Would you quote the passage on Chovva word for word, starting at "There is a small" and ending at "main bus stop."?

## PASSAGE PROVIDED
• • •

Kannur South or Chovva or Thottada is a residential suburb in Kannur District of Kerala, India, which mainly consists of two areas. The National Highway 66 runs through both Thazhechovva and Melechovva.
The name Chovva is believed to be derived from the Malayalam word "Chovvu" meaning propriety. Mele and Thazhe are Upper and Lower respectively, indicating that Mele Chovva is relatively at higher altitude compared with Thazhe chovva (a few meters)

Chovva comes under Kannur Municipal Corporations. Other residential suburbs are in Kannur Municipal Corporation Talap, Thana, Kakkad, Chalad, Kannur City, Mundayad, Thottada, Chelora etc.

==Thazhe Chovva==
Thazhe Chovva is a small town on National Highway 66 between Kannur and Thalassery. It is approx 4 km from Kannur towards south. The nearest Railway station is Kannur South railway station which is about a kilometer from the Thazhe chovva market. Chala-Nadal bypass road which links Thazhe Chovva with Nadal and Chala opened in 2001. This bypass is relatively a straight road saves time by avoiding Chovva railway crossing and the Nadal railway crossing on National Highway 66.

The famous The Cannanore Co-operative spinning mills which employees hundreds people for decades is situated in this town. Chovva Juma Masjid on NH 66 and Sree Muthappan Temple at Charapuram (about a kilometre from Thazhe Chovva on the Thillanur Road) are the two main places of worship in Chovva. The Kottungal Kavvu on S.N college road is another place of worship which has yearly festivals with the traditional Muthappan Theyyam. Muthu Mariyamman Kovil & Kanchi Kamakshi Amman Kovil are other two famous devi kshetram (Temple) for navaratri festivities situated near railway gate on S.N.college road. Masjid Da'awa (Thanke Kunnu Road) and Hamza Palli (Elayavoor Road) are other two mosques in here. Thazhe Chovva is also a home of small community settlements from Andhra Pradesh (Erumakkudi) and Tamil Nadu (Labbatheru).

There is a small river with a bridge that flows through the town locally known as Chovva Thodu or Kaanaam River and merges to Arabian Sea . The only fish market available in Chovva situated near chovva thodu. The major roads branches from this town are City Road (leads to City through Thayyil), Kappad Road (leads to Anjarakandi through Kappad), Elayavoor Road and Thanke Kunnu Road (leads to Attadappa)

One of the oldest reading room and library in Kannur situated in Thazhe Chovva Tezhukkil Peedika. Chovva Govt. LP School and Gowri Vilasam UP School are institutions provide primary education to local students. SN College is hardly 1 km from Thazhe Chovva main bus stop.

• • •

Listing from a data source
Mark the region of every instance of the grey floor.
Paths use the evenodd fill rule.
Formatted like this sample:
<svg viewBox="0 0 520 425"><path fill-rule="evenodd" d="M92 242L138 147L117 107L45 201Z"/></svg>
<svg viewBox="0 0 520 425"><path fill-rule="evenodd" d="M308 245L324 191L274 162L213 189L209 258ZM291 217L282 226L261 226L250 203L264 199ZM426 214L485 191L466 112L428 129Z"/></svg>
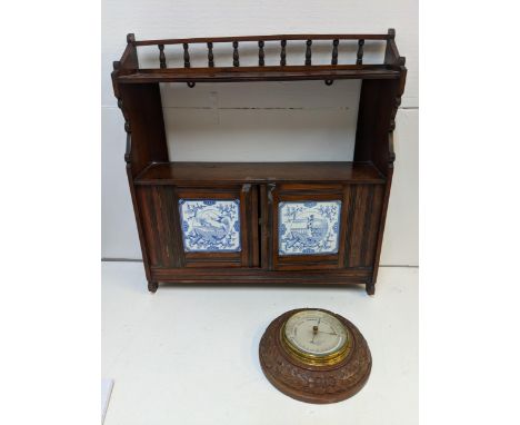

• • •

## RESPONSE
There is a small river with a bridge that flows through the town locally known as Chovva Thodu or Kaanaam River and merges to Arabian Sea . The only fish market available in Chovva situated near chovva thodu. The major roads branches from this town are City Road (leads to City through Thayyil), Kappad Road (leads to Anjarakandi through Kappad), Elayavoor Road and Thanke Kunnu Road (leads to Attadappa)

One of the oldest reading room and library in Kannur situated in Thazhe Chovva Tezhukkil Peedika. Chovva Govt. LP School and Gowri Vilasam UP School are institutions provide primary education to local students. SN College is hardly 1 km from Thazhe Chovva main bus stop.